### EXERCISE AIM
With the records below as your source, retype each line exactly from the top down to the line that contains "Return the outline of every instance of the blue", and include that line.

### Stored records
########

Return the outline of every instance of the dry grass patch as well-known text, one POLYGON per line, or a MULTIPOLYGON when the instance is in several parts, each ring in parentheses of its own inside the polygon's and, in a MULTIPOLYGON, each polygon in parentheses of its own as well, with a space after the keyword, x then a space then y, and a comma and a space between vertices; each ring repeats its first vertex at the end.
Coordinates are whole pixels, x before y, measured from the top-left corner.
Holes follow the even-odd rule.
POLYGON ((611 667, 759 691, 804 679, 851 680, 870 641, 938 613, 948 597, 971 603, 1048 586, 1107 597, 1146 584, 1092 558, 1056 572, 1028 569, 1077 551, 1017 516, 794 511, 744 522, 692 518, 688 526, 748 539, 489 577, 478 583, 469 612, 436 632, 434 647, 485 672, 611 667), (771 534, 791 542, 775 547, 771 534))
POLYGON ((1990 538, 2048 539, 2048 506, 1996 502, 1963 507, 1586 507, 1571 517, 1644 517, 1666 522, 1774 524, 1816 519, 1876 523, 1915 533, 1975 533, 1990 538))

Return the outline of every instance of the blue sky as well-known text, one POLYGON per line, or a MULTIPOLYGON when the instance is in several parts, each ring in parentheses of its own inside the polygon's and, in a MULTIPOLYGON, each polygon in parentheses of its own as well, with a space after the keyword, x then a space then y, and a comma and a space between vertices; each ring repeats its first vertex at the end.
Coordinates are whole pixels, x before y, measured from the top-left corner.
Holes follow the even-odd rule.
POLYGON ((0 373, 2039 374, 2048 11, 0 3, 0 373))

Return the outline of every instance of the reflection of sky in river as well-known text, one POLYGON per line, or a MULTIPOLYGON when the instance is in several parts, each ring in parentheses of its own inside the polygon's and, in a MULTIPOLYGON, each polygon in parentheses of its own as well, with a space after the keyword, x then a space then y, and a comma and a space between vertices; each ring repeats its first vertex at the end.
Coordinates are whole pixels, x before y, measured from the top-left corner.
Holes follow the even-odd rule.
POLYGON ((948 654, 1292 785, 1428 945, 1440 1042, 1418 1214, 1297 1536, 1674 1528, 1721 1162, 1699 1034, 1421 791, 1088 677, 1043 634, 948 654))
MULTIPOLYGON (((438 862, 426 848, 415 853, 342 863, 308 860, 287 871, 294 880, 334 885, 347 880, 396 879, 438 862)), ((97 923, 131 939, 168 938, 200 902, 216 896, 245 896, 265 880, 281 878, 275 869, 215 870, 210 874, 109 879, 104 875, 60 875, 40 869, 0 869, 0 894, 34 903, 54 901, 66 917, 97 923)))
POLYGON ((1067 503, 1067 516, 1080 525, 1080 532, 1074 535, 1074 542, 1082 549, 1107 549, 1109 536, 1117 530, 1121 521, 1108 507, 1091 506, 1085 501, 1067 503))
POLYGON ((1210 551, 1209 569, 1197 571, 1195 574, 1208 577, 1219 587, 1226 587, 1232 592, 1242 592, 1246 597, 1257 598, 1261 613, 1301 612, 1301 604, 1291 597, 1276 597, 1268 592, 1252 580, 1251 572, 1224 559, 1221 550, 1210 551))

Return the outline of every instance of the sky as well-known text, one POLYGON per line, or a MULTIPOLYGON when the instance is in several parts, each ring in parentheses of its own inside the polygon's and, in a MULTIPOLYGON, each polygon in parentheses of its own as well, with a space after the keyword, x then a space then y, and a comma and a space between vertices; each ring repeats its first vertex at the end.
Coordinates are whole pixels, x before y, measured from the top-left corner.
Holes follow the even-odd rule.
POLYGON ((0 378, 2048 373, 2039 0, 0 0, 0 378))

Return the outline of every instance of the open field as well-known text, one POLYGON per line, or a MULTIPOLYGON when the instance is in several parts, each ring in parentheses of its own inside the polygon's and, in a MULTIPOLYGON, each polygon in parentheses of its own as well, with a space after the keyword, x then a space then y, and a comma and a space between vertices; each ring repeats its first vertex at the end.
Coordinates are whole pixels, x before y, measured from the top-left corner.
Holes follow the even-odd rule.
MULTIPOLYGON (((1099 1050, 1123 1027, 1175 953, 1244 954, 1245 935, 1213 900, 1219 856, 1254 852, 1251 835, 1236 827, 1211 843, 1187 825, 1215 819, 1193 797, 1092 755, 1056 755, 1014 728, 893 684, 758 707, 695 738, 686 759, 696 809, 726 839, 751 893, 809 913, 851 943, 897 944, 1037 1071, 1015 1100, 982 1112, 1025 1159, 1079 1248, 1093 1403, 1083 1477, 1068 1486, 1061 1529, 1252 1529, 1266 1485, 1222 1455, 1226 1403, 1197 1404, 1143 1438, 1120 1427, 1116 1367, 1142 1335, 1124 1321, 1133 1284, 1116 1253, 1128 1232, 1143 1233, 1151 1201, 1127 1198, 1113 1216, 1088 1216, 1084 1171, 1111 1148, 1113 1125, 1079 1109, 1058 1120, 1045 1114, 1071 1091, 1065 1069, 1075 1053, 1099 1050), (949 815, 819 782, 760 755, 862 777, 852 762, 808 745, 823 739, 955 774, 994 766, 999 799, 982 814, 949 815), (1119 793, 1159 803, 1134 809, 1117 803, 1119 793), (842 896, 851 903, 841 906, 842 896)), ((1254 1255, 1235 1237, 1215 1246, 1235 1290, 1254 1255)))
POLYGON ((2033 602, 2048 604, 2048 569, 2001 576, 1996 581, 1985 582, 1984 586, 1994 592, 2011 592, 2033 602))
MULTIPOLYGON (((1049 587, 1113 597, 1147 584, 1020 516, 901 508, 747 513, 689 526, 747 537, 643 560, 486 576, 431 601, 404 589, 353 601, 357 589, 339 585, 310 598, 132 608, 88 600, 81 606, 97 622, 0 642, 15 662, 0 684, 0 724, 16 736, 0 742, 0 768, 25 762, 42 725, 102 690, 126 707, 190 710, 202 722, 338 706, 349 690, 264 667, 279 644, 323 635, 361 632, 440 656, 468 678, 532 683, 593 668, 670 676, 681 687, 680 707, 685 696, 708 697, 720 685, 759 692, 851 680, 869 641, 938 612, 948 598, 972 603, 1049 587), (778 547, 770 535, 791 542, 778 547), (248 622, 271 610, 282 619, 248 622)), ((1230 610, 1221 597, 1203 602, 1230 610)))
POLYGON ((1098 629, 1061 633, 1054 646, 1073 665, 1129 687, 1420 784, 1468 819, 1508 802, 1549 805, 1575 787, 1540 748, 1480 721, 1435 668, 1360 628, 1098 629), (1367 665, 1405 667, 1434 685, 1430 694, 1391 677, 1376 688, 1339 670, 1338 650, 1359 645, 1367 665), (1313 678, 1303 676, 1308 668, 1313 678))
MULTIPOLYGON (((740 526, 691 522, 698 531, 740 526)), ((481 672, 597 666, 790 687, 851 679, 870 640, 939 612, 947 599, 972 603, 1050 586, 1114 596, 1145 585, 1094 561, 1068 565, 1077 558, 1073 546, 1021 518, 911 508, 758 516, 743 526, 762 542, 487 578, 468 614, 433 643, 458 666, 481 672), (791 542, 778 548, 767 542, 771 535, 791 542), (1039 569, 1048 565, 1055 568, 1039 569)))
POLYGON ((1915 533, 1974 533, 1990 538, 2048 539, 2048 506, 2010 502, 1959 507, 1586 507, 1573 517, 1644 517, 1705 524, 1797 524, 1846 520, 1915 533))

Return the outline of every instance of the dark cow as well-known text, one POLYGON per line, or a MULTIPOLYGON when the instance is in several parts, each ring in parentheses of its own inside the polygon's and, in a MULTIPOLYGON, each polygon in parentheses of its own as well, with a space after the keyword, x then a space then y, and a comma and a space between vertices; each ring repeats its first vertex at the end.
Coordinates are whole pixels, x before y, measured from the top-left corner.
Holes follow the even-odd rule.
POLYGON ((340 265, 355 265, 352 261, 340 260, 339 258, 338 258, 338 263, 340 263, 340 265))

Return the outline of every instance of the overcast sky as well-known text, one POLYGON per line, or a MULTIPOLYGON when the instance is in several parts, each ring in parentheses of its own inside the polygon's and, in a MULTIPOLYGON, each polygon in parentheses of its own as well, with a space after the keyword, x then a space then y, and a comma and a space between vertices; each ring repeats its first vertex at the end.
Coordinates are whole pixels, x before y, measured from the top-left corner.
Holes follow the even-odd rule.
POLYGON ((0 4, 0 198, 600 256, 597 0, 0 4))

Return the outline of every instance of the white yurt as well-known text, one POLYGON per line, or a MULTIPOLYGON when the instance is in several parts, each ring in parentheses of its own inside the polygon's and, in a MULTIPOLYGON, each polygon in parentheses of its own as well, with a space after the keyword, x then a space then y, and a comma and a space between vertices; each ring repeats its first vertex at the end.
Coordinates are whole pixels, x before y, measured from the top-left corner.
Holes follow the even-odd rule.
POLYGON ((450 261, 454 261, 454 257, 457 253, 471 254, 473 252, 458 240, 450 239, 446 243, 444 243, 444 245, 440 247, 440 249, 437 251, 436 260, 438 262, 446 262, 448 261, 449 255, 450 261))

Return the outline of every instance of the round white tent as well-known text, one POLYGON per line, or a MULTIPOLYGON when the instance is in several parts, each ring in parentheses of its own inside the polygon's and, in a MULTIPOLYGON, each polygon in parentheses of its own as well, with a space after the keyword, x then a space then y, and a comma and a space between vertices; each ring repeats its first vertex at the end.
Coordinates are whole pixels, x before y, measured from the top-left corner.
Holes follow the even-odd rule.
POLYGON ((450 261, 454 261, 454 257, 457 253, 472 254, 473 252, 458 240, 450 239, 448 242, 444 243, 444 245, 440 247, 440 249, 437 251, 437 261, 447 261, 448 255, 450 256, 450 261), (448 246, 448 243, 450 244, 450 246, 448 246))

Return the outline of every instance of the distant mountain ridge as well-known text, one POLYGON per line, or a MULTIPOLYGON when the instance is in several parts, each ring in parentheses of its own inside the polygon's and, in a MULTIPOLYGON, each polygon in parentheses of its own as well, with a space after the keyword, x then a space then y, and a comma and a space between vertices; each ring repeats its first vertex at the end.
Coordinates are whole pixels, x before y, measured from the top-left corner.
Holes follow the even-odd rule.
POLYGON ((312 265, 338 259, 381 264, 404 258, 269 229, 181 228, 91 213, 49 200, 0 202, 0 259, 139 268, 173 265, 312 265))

########

### SOLUTION TO THIS PROBLEM
Return the outline of every instance of the dry grass patch as well-known text, one POLYGON per line, or a MULTIPOLYGON when the instance is in several parts, each ring in parentheses of its own inside the polygon's and, in a MULTIPOLYGON, each polygon in parentheses of its own as well, with a space after the keyword, x then a space then y, and a comma and a space between vertices; each ring repeats its first vertex at the end.
Coordinates are whole pixels, x before y, measured from the top-left corner.
Holes follow the even-odd rule.
POLYGON ((611 667, 759 691, 804 679, 851 680, 870 641, 938 613, 948 597, 971 603, 1048 586, 1107 597, 1146 584, 1092 558, 1056 572, 1028 569, 1077 551, 1017 516, 794 511, 744 522, 692 518, 688 526, 748 539, 489 577, 478 583, 469 612, 436 632, 434 647, 485 672, 611 667), (771 534, 791 542, 775 547, 771 534))
POLYGON ((1990 538, 2048 539, 2048 506, 1996 502, 1963 507, 1586 507, 1571 517, 1644 517, 1666 522, 1774 524, 1816 519, 1876 523, 1915 533, 1975 533, 1990 538))

Return the outline of every instance of the blue sky as well-known text, one POLYGON per line, or a MULTIPOLYGON when the instance is in several parts, each ring in parentheses of its own inside the polygon's and, in a MULTIPOLYGON, each polygon in parentheses of its own as well, with a space after the keyword, x then a space then y, and a comma and a space between vertices; each ring repeats its first vertex at the end.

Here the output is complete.